§ **Exercise**:
Return, word for word, the part of the news summary about the CASA marijuana report that runs from "Nadelmann also challenged" up to and including "addicted to marijuana.".

CASA Report Warns of Marijuana Potency, Dependence June 18, 2008
News Summary
A new report from the National Center on Addiction and Substance Abuse (CASA) echoes recent federal reports claiming that marijuana has become more potent over the past decade and a half, adding that treatment admissions for marijuana problems increased dramatically during the same time frame.
The report, dubbed "Non-Medical Marijuana III: Rite of Passage or Russian Roulette?," cites a 175-percent increase in the THC content of marijuana between 1992 and 2006, alongside a 492-percent rise in teen treatment admissions involving marijuana abuse or dependence and a 188-percent increase in treatment admissions where marijuana was named as the primary drug of abuse.
"The message for teens is clear -- today's pernicious pot is not your parent's pot," said CASA chairman and CEO Joseph A. Califano, Jr. "This increased potency parallels the increases we see in teen medical diagnoses, treatment admissions and emergencies."
However, the Drug Policy Alliance said the CASA report "relies on hysterical headlines and ignores the real story behind the numbers."
"Anyone who smoked marijuana in the 1970s and 1980s can well recall getting high from a single puff or two," said DPA executive director Ethan Nadelmann. "That's because the marijuana back then was fundamentally the same as the marijuana people are consuming today." Nadelmann added that, "to the extent the claims have merit, it's worth noting that higher potency can have positive consequences insofar as people smoke less to attain the desired effect, thereby reducing the respiratory and other health risks associated with smoking marijuana."
Nadelmann also challenged CASA's linkage of increased marijuana potency and treatment admissions, saying that the report's trends data "ignore the extent to which most of those users were coerced into 'treatment' because they had been caught with a joint, or failed a drug test, not because they were addicted to marijuana.
"Fewer than one in five people enter drug treatment for marijuana voluntarily, and half were referred by the criminal justice system," he said. "Attending a marijuana 'treatment' program is what's required to avoid expulsion, dismissal or incarceration."

§ **Records**:

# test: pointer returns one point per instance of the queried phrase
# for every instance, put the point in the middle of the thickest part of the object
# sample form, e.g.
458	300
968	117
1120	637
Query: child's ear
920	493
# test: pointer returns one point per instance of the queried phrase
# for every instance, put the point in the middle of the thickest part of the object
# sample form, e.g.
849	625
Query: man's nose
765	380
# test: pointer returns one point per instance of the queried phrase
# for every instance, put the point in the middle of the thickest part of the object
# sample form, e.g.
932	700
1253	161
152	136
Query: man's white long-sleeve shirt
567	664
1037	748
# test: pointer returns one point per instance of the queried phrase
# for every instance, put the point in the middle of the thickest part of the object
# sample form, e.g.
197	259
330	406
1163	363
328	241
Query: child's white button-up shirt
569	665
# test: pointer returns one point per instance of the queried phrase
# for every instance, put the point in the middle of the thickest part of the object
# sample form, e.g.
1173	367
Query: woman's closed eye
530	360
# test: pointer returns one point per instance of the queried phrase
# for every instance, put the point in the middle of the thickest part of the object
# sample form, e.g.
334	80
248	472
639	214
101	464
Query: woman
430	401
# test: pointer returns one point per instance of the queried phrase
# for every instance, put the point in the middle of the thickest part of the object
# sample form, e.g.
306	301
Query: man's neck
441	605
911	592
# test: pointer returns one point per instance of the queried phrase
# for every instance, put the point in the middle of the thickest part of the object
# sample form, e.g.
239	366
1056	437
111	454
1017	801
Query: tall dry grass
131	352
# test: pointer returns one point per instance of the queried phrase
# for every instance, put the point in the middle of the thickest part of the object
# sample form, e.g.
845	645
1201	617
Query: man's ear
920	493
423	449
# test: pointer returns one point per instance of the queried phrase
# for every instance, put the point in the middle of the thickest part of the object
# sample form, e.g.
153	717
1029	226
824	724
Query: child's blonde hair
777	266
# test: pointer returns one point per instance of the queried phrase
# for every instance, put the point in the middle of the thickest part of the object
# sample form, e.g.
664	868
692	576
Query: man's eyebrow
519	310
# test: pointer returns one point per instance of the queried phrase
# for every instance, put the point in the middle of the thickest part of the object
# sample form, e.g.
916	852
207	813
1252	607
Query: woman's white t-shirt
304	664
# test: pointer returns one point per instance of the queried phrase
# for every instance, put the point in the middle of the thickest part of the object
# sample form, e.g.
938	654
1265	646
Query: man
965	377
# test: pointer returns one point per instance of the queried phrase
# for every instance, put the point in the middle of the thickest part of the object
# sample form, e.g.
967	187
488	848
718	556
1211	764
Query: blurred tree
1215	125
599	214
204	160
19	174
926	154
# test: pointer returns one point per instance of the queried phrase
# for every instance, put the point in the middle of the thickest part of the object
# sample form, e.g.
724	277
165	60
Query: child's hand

§ **Task result**:
Nadelmann also challenged CASA's linkage of increased marijuana potency and treatment admissions, saying that the report's trends data "ignore the extent to which most of those users were coerced into 'treatment' because they had been caught with a joint, or failed a drug test, not because they were addicted to marijuana.